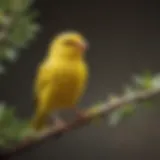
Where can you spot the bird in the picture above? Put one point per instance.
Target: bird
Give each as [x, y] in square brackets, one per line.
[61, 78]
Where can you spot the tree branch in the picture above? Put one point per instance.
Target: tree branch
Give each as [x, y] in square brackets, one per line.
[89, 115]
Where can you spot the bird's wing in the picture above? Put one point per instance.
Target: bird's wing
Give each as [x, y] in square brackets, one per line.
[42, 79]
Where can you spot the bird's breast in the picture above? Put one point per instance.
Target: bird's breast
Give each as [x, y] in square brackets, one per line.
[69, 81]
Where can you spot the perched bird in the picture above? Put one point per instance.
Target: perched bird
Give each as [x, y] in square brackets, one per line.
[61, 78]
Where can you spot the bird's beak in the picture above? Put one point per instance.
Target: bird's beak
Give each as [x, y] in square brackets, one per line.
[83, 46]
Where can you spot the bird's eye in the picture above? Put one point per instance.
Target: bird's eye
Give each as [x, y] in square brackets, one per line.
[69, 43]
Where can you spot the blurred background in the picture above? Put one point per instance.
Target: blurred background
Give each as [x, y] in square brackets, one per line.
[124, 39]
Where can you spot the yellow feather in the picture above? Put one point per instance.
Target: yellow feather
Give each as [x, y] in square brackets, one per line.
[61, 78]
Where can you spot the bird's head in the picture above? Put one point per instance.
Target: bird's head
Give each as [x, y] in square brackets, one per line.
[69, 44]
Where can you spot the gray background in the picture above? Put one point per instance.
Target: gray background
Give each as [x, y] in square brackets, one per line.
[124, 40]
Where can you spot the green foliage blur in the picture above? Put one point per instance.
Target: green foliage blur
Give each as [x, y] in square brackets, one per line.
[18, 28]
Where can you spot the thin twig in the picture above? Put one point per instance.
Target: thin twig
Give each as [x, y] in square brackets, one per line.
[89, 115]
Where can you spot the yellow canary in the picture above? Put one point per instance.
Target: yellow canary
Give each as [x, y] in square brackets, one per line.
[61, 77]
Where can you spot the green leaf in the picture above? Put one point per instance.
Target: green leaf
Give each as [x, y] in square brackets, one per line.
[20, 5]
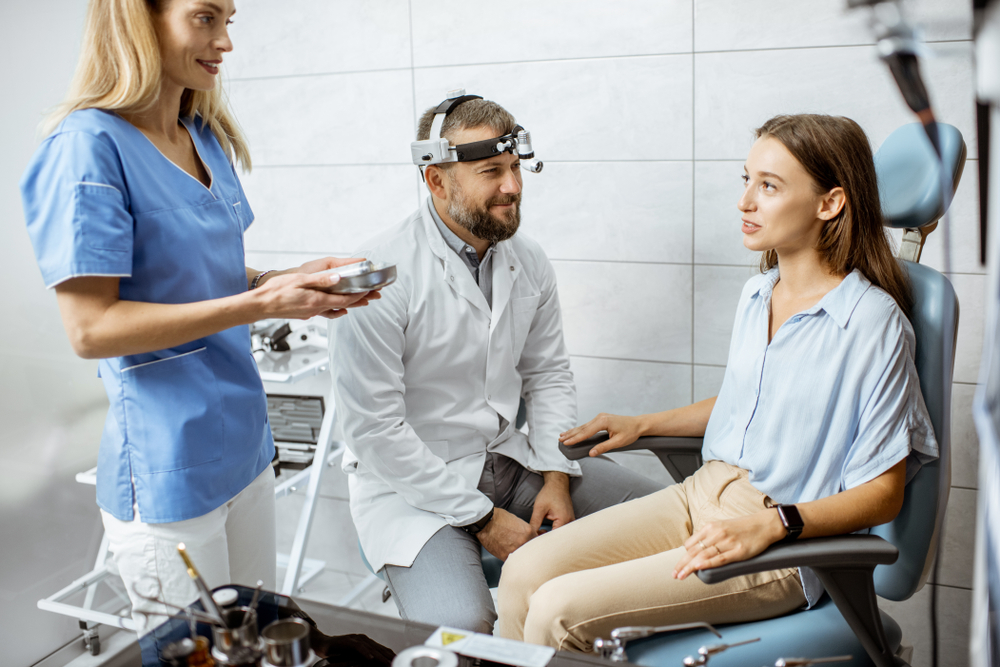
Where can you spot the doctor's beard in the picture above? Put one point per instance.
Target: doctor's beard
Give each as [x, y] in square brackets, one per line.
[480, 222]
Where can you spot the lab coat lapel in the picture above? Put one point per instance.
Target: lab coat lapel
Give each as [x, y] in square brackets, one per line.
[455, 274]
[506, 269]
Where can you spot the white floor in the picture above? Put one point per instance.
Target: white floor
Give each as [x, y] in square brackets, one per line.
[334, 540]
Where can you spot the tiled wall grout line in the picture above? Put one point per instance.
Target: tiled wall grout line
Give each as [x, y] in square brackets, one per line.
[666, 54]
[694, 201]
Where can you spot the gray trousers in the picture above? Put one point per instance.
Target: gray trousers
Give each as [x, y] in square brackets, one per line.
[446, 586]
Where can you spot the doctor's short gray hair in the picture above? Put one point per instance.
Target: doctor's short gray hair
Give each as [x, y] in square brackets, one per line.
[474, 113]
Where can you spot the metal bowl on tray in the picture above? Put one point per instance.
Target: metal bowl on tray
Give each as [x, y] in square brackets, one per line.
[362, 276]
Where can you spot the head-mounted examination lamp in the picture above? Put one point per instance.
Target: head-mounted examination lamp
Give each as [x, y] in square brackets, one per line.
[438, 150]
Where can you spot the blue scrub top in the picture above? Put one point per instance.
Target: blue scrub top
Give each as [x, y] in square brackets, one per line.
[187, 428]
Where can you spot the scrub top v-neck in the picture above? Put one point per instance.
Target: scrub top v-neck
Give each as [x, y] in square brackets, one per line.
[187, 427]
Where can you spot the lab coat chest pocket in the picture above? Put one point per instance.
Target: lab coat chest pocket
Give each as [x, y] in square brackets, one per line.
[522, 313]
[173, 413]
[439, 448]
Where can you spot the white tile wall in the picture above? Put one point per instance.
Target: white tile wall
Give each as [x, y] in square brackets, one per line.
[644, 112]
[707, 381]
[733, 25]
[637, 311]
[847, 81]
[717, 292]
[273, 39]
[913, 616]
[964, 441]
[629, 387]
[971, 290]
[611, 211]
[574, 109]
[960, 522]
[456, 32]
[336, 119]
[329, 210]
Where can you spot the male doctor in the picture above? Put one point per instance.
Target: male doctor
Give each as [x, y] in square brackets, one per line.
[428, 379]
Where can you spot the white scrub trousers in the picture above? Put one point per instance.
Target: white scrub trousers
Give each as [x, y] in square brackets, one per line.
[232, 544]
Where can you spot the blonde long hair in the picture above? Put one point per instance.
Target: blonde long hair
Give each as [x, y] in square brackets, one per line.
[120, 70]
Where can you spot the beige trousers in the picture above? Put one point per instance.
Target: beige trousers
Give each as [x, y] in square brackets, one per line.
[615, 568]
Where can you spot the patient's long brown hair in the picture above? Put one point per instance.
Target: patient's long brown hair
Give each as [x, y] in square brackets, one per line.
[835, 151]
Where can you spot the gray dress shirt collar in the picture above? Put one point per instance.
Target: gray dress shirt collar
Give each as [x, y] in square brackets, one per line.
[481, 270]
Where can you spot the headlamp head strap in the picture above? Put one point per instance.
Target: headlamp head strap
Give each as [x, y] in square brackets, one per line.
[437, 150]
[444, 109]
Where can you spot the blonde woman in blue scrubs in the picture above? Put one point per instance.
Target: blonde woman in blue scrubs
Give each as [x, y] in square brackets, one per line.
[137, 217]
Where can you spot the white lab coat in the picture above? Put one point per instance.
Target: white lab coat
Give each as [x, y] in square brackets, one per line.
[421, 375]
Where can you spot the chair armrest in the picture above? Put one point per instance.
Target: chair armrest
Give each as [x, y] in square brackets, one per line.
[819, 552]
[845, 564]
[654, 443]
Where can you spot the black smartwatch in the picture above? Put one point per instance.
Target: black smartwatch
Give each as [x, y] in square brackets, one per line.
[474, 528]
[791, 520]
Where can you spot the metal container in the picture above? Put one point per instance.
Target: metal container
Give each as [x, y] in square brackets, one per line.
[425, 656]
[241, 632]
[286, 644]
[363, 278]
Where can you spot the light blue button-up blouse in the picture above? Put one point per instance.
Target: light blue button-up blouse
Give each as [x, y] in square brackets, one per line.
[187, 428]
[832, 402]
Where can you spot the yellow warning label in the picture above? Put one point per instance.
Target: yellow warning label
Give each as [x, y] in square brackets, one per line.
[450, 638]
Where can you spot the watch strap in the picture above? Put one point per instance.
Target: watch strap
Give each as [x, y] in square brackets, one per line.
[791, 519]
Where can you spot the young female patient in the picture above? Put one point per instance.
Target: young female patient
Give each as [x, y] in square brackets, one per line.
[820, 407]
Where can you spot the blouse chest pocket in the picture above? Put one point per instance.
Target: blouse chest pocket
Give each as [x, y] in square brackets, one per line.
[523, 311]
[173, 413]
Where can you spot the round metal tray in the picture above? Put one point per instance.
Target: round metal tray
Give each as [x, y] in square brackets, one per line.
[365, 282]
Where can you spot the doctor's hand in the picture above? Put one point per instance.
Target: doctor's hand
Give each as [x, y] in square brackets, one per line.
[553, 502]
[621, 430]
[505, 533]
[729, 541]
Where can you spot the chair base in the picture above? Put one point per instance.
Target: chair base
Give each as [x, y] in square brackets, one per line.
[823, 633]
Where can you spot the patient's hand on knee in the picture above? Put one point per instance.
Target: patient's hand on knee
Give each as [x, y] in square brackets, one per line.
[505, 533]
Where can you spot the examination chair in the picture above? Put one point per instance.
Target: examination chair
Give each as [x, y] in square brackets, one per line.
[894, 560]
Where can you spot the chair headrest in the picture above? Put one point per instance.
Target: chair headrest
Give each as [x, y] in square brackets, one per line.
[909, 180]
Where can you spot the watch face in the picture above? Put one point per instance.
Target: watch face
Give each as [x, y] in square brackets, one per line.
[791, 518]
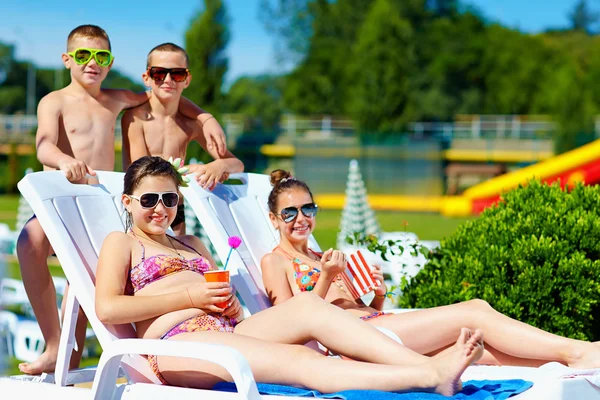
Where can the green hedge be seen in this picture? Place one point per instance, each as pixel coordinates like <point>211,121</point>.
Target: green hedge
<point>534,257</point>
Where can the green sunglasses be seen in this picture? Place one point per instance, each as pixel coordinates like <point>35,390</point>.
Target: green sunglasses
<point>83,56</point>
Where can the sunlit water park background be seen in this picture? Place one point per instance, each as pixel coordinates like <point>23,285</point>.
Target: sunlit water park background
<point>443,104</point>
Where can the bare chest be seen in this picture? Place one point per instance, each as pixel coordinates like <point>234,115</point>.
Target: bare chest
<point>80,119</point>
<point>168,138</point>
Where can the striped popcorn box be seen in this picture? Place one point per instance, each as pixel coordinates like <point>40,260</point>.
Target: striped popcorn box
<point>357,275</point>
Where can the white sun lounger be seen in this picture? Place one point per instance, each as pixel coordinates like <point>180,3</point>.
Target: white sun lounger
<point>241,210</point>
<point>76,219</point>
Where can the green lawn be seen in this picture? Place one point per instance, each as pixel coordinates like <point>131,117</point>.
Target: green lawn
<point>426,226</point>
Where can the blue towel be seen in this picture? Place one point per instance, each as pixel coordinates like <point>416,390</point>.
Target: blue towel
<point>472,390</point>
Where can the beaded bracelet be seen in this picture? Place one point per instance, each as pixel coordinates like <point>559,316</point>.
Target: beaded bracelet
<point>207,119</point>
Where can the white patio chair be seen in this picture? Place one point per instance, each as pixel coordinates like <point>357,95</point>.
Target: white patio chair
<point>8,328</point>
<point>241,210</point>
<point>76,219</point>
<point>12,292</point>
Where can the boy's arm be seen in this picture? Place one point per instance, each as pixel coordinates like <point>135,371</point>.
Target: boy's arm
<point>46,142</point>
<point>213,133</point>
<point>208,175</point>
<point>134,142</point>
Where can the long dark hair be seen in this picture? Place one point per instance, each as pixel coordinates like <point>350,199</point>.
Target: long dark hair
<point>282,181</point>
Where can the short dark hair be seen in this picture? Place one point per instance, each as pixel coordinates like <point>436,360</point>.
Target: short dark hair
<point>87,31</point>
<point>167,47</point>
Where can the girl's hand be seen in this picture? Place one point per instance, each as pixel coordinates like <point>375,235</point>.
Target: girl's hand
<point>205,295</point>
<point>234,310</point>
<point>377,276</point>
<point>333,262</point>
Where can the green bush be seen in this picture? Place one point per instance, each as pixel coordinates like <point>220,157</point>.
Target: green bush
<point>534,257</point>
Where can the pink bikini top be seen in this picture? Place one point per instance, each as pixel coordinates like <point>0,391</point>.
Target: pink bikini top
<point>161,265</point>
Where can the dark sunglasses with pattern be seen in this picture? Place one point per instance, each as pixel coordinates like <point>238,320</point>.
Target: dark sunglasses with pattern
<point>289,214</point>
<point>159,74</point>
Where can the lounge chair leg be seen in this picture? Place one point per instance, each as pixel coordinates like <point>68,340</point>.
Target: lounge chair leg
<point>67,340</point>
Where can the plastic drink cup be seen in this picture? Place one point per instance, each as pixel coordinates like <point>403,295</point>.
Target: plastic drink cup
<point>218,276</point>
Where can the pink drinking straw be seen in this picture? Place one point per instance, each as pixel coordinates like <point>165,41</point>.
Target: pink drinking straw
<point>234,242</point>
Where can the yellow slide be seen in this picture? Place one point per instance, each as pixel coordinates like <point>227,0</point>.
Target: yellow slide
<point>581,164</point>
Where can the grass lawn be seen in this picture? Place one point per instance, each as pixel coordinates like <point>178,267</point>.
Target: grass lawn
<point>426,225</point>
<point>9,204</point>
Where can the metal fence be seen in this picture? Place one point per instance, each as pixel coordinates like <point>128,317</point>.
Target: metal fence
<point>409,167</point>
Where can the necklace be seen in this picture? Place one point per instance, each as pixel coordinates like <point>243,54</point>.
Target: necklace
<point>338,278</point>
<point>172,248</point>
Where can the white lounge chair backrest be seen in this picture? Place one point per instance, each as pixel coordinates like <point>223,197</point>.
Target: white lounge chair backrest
* * * *
GOAL OF THE EXERCISE: Would you retype the lines above from the one with "Target: beaded bracelet" down to the one with "Where can the boy's", word for word, both ends included and no other lines?

FINISHED TASK:
Target: beaded bracelet
<point>207,119</point>
Where can the white patio chair be seen in this picture? Place one point per instance, each as pixel coordinates like <point>357,95</point>.
Target: white patio chair
<point>8,328</point>
<point>241,210</point>
<point>76,219</point>
<point>12,292</point>
Where can the boy's arm be seen in this picture? Place one point per instance, each as pixel coordinates like <point>135,371</point>.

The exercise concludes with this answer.